### Material for this task:
------------------------------------

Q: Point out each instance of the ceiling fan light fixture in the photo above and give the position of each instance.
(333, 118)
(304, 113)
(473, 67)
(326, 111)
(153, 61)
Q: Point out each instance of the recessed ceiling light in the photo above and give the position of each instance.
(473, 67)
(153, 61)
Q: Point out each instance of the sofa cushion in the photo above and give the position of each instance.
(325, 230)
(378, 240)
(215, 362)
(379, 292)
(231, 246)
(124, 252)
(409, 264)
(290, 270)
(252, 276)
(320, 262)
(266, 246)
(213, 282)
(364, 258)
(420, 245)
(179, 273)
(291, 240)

------------------------------------

### Work instructions:
Print the full listing verbatim. Leave nothing out.

### Reply to the exercise:
Q: Point out each instance of the ceiling fan light fixture in the photo above and give the position of each instance.
(333, 118)
(304, 113)
(473, 67)
(326, 111)
(153, 61)
Q: Point out each instance of the recessed ceiling light in the photo above and give the position of each instance.
(473, 67)
(153, 61)
Q: Point out each instance of the sofa cushion in the photo above and give the position of each instance.
(325, 230)
(378, 240)
(215, 362)
(379, 292)
(231, 246)
(124, 252)
(409, 264)
(290, 270)
(252, 276)
(320, 262)
(266, 246)
(213, 282)
(364, 258)
(420, 245)
(179, 273)
(291, 240)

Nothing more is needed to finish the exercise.